**Task requirements:** With all images omitted, write out the records word for word.

Dataset records:

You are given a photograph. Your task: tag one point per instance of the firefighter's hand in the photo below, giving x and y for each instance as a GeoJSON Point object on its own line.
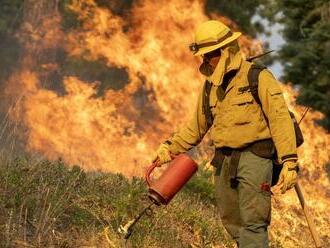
{"type": "Point", "coordinates": [288, 176]}
{"type": "Point", "coordinates": [162, 154]}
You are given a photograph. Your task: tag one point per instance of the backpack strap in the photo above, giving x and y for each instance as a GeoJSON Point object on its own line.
{"type": "Point", "coordinates": [206, 103]}
{"type": "Point", "coordinates": [253, 79]}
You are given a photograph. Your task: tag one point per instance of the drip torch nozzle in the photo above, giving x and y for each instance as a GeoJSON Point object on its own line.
{"type": "Point", "coordinates": [127, 229]}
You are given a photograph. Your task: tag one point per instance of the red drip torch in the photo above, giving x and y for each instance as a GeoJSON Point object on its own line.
{"type": "Point", "coordinates": [162, 190]}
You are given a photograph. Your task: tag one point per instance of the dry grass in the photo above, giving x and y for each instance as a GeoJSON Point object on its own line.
{"type": "Point", "coordinates": [47, 204]}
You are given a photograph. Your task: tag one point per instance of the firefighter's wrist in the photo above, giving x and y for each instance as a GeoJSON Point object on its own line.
{"type": "Point", "coordinates": [291, 165]}
{"type": "Point", "coordinates": [287, 158]}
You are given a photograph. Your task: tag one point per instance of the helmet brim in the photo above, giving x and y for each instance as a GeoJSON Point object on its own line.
{"type": "Point", "coordinates": [204, 50]}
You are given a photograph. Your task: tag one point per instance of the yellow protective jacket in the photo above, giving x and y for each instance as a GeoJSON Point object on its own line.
{"type": "Point", "coordinates": [239, 119]}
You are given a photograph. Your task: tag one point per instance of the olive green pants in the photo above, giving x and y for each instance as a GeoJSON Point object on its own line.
{"type": "Point", "coordinates": [245, 210]}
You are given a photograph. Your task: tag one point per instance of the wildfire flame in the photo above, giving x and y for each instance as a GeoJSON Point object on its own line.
{"type": "Point", "coordinates": [119, 130]}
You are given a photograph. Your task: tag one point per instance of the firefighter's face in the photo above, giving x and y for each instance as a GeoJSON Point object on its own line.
{"type": "Point", "coordinates": [210, 61]}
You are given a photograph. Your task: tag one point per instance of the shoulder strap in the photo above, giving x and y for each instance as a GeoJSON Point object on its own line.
{"type": "Point", "coordinates": [253, 79]}
{"type": "Point", "coordinates": [206, 100]}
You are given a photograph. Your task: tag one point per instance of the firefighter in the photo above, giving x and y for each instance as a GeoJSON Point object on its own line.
{"type": "Point", "coordinates": [245, 134]}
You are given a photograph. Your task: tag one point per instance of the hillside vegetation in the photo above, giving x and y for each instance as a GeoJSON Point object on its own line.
{"type": "Point", "coordinates": [47, 204]}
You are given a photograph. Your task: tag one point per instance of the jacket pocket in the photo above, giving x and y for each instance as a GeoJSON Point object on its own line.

**Problem solution:**
You are given a photograph. Your task: tag one point per instance of the firefighter's hand in the photo below, giving x and y for each instance as a GeoJSON Point object on its own line.
{"type": "Point", "coordinates": [288, 176]}
{"type": "Point", "coordinates": [162, 154]}
You are given a photograph. Your task: tag one point per instance of the backpack strap in the photo above, giving x and y for each instance as a GeoJSON Point object on its own line.
{"type": "Point", "coordinates": [206, 103]}
{"type": "Point", "coordinates": [253, 79]}
You are given a photograph. Your task: tag one point per instance of the drip torch nozzle in the photo above, giving x and y for each instance as a GeoJSON Point object on its own line.
{"type": "Point", "coordinates": [127, 229]}
You are given a photograph. Your task: tag one point per instance of the red drip torch in the photo above, giving x and y for each instance as a GeoJSON Point object on its own line.
{"type": "Point", "coordinates": [162, 190]}
You are given a photograph. Your task: tag one point per instance of the dry grass in the photo above, giving x and y for each instance as a GeoJSON Point object on its own line.
{"type": "Point", "coordinates": [47, 204]}
You are given a photograph. Your task: tag one point per instance of the firefighter's wrist in the photo above, giving x and y for each instance as a GeoJSON Point object on its own line.
{"type": "Point", "coordinates": [291, 165]}
{"type": "Point", "coordinates": [287, 158]}
You are given a photograph. Your task: tag one point per instance of the helmet brim in the photo above, giving x and y for each instance as a GeoJSON Point object on its own line.
{"type": "Point", "coordinates": [204, 50]}
You are given a photograph. Your task: tag one point per instance of the yellow protective jacket in the photo above, giving x and y for each instance as a GeoJSON Point object on its own line.
{"type": "Point", "coordinates": [239, 119]}
You are given a photograph. Your task: tag one point per instance of the olive green pants in the photo above, giving x and y for each instance as a GeoJSON Point object on its own line.
{"type": "Point", "coordinates": [245, 210]}
You are given a photograph. Your task: tag one point per instance of the wildfire flame in the photo above, giving x and y for each instance as a GeoJSON Point object on its own line.
{"type": "Point", "coordinates": [119, 130]}
You are given a photograph. Your task: tag one point per instance of the firefighter's face in the photo above, giving x and y for each instance as a GeoJSON Point object on its own line.
{"type": "Point", "coordinates": [210, 61]}
You are given a photograph. Your task: tag one point per instance of the shoulder strap in the photo above, giving x and y for each instance as a GeoJSON Point object on its own line.
{"type": "Point", "coordinates": [253, 79]}
{"type": "Point", "coordinates": [206, 100]}
You are given a photograph. Your task: tag one point per instance of the firefighter in the photo above, giving x and y for each instance as a GeoJSON Point object on its own line.
{"type": "Point", "coordinates": [245, 134]}
You are given a photograph. Your task: tag one point per instance of the hillside vegetation in the photo above, giving x and y for each instance as a GeoJSON Point object on its own line.
{"type": "Point", "coordinates": [47, 204]}
You are given a photograph. Your task: tag one point per instance of the jacket pocket in the photo above, giving x and y for each instance as a GeoJSON Point object on its own line.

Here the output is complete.